### ACTIVITY
Only lines containing the string "panel" belong in the answer; copy all of them from the entries.

[WORKING DATA Boundary: Start]

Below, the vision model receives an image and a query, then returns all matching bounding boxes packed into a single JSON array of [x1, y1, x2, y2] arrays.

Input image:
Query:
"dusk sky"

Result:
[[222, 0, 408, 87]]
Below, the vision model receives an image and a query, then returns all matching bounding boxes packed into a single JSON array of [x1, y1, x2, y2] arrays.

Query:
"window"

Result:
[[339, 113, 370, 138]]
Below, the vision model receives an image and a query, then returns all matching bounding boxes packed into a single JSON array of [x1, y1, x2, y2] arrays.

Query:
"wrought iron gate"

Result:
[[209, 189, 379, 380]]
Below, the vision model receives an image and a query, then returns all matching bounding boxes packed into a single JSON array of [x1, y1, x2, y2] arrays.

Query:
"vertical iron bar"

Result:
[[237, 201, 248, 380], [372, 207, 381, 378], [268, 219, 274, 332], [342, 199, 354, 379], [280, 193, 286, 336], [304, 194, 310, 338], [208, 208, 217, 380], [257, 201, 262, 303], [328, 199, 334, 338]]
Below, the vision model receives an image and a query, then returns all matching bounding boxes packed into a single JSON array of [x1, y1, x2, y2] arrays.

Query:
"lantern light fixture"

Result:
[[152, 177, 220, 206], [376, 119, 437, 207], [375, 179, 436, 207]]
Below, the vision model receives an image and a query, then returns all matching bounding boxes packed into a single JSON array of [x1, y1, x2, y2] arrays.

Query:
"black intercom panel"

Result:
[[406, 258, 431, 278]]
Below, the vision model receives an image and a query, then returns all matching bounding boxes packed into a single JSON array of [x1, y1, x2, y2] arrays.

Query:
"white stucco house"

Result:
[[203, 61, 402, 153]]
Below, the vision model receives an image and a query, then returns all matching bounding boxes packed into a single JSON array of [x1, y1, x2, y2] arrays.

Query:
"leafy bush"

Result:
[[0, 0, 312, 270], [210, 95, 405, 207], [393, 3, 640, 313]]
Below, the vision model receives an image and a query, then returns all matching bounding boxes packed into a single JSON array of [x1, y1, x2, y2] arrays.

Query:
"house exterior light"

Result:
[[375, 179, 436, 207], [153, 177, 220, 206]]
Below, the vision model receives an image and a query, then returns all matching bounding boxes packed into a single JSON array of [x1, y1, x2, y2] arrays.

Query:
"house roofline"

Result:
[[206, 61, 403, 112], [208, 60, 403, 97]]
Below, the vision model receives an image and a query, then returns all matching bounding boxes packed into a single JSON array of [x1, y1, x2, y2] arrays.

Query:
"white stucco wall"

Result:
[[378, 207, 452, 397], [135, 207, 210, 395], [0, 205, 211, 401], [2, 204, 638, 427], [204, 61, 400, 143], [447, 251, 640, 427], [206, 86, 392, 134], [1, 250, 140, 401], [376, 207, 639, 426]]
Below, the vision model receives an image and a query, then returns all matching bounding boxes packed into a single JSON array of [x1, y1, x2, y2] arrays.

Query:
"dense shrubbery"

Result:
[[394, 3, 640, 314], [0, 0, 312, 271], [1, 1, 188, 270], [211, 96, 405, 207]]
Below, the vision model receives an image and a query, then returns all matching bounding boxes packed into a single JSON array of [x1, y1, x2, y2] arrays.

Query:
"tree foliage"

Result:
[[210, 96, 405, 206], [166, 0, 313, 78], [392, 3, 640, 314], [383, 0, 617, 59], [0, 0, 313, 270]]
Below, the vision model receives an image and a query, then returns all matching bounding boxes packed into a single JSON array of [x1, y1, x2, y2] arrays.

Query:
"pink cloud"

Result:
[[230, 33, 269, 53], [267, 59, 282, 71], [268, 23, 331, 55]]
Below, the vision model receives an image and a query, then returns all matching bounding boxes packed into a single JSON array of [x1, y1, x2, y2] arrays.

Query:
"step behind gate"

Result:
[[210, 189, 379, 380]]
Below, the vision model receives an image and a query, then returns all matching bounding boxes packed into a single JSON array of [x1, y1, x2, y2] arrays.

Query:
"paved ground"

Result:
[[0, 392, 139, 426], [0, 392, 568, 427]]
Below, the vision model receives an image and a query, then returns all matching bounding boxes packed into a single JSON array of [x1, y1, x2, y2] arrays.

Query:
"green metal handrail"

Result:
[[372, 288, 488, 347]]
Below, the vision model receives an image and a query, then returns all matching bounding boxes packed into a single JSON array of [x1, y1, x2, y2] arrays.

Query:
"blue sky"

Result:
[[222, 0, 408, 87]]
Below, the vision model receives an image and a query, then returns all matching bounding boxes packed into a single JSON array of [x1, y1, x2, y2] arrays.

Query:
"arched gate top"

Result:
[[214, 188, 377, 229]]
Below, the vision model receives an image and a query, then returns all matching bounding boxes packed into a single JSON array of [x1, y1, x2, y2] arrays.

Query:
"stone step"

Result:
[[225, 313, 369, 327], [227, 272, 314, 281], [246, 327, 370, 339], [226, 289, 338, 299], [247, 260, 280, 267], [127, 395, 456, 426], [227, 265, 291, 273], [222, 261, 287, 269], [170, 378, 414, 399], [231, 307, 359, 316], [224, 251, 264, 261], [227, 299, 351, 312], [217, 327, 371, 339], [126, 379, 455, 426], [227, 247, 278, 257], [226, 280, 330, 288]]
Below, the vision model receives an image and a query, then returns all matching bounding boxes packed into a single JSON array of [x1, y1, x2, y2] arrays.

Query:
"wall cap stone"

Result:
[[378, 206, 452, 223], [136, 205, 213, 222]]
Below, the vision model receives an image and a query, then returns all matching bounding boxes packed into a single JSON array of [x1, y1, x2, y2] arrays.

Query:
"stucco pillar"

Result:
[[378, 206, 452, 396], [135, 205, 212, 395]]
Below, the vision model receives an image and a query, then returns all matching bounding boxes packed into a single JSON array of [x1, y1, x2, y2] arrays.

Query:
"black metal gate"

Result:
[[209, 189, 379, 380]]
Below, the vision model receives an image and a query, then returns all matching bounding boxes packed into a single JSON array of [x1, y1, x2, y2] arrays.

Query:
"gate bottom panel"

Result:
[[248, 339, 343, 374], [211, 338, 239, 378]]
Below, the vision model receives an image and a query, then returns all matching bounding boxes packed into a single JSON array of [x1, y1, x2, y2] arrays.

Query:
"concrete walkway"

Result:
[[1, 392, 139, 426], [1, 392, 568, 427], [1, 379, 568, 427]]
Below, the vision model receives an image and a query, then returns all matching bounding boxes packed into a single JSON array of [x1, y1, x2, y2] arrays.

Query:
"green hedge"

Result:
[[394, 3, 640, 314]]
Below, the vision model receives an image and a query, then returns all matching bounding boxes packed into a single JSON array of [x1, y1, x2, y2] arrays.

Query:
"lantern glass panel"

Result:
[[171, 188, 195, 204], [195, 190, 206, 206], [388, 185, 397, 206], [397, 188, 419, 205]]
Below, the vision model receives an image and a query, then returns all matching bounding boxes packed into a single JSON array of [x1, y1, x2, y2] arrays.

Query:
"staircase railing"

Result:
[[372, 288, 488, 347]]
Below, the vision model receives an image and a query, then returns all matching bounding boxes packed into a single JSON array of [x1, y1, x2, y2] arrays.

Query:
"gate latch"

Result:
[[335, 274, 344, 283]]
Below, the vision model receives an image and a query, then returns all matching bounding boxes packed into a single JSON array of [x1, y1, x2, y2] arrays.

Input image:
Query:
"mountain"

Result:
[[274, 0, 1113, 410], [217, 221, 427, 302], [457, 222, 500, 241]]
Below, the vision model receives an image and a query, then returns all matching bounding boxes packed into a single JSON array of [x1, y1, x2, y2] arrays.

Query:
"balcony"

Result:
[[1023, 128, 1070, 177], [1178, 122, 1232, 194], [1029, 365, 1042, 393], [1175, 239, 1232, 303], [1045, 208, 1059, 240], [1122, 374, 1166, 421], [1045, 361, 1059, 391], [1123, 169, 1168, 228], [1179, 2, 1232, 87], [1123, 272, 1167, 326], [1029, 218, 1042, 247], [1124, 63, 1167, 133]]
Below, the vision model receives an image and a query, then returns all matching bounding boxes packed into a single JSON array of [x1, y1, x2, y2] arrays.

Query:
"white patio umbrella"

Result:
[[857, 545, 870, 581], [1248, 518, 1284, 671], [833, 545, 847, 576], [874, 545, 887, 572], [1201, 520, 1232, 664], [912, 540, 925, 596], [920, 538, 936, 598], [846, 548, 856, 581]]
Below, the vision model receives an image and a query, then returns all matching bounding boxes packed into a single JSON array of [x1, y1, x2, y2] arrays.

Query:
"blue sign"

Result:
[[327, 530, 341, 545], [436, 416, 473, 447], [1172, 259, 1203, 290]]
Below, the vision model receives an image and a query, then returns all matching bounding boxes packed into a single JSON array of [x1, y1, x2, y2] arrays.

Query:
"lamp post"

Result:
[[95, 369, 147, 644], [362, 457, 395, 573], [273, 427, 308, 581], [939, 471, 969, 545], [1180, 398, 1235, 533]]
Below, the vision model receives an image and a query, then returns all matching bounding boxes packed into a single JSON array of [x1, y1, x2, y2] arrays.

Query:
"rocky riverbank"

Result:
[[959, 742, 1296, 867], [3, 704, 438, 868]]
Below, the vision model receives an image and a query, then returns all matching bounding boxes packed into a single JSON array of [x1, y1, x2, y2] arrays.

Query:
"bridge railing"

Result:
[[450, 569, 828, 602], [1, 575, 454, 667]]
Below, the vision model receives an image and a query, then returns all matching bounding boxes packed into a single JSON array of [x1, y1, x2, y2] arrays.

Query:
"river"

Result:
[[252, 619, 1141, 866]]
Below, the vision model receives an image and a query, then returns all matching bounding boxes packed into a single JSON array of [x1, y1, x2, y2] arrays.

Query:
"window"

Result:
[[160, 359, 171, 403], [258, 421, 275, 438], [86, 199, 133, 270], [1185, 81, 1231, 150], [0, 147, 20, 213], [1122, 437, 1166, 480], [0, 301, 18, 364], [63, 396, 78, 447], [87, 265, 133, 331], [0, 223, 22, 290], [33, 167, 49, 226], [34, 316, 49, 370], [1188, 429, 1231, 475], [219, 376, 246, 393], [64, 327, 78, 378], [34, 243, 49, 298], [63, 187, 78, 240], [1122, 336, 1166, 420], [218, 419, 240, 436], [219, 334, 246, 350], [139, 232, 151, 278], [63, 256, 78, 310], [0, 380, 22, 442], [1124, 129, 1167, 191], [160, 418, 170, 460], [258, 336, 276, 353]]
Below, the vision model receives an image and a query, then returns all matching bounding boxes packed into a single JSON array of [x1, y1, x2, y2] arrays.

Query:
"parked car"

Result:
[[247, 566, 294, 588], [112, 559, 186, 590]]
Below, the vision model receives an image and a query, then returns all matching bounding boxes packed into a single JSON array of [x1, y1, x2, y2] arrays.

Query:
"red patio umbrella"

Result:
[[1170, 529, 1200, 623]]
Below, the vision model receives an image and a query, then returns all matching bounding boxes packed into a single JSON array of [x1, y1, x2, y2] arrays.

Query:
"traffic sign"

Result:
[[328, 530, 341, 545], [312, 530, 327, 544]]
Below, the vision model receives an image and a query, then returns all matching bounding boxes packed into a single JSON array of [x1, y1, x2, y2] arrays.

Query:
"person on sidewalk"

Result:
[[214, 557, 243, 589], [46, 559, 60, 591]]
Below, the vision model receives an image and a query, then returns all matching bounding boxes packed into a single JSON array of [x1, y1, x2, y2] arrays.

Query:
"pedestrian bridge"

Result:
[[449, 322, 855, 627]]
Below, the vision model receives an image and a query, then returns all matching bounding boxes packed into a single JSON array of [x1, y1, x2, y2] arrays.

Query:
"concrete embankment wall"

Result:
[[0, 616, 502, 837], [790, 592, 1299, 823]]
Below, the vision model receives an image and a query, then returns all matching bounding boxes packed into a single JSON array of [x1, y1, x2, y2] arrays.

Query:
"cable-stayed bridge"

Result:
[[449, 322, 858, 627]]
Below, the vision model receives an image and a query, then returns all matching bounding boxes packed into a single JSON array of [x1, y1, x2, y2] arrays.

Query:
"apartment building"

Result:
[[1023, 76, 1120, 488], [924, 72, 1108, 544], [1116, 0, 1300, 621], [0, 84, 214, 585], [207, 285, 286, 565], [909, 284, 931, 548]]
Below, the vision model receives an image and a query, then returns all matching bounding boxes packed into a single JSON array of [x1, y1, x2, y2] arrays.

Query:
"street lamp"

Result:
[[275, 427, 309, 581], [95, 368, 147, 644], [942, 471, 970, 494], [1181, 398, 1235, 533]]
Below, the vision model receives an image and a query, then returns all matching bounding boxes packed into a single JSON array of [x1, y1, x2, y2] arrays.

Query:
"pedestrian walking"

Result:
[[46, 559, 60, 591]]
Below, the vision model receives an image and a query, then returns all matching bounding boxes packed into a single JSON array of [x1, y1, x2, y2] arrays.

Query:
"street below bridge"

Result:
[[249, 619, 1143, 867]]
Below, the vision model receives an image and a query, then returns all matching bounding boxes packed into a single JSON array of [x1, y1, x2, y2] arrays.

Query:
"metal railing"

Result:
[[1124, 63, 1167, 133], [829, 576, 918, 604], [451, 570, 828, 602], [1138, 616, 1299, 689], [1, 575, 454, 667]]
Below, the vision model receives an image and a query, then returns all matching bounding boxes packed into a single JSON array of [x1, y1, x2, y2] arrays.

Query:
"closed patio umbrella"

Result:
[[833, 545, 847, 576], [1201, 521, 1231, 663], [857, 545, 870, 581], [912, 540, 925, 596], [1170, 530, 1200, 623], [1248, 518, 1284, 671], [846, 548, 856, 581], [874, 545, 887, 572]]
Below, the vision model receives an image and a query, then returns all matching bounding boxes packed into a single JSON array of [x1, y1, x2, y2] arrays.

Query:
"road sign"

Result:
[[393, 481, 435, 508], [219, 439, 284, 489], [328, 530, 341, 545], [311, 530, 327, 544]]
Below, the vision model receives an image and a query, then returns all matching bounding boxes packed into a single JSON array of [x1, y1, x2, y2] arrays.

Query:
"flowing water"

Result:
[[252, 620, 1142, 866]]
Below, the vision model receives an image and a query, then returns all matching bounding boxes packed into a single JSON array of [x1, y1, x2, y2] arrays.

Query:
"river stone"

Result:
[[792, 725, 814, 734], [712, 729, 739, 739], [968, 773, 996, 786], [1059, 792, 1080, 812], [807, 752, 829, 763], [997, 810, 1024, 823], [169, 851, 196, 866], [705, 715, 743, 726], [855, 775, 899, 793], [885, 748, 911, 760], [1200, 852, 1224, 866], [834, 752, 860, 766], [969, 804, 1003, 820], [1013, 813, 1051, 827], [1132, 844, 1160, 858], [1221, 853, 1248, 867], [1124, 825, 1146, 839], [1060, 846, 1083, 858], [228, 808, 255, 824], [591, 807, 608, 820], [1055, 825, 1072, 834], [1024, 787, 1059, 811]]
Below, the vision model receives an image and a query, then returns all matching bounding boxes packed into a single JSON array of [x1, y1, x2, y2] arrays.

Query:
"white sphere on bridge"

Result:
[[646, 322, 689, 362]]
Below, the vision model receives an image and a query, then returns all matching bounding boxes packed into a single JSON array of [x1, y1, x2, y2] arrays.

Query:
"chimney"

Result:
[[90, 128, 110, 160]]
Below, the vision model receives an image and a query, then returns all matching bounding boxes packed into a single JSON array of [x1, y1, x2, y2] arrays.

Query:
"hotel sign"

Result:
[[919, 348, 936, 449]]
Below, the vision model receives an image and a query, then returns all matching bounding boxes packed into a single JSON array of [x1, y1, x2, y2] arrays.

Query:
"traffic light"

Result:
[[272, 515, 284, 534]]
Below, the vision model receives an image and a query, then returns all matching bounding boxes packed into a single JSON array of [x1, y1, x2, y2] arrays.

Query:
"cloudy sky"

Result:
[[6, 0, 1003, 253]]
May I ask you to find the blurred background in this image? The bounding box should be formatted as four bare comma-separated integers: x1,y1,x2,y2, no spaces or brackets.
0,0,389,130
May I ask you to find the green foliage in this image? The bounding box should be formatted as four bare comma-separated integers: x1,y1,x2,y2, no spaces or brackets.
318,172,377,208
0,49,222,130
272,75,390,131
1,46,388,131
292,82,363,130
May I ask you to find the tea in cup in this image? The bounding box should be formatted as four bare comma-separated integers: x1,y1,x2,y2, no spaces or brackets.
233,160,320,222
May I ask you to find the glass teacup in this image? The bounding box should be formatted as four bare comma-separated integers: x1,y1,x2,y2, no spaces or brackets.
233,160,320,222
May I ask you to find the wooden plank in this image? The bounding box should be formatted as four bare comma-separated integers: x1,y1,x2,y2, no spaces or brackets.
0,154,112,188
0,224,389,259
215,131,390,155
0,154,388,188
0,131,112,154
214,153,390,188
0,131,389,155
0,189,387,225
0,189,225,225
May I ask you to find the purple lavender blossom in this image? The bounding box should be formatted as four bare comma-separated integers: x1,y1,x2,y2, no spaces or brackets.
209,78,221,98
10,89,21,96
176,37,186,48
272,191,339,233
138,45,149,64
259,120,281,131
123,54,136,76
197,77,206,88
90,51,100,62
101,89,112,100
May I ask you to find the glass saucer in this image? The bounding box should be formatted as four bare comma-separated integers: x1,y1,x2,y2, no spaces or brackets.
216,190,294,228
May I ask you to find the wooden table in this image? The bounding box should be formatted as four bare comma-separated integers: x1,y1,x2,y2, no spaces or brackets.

[WORKING DATA Boundary: End]

### TASK RESULT
"black intercom panel"
"gate bottom panel"
"lantern glass panel"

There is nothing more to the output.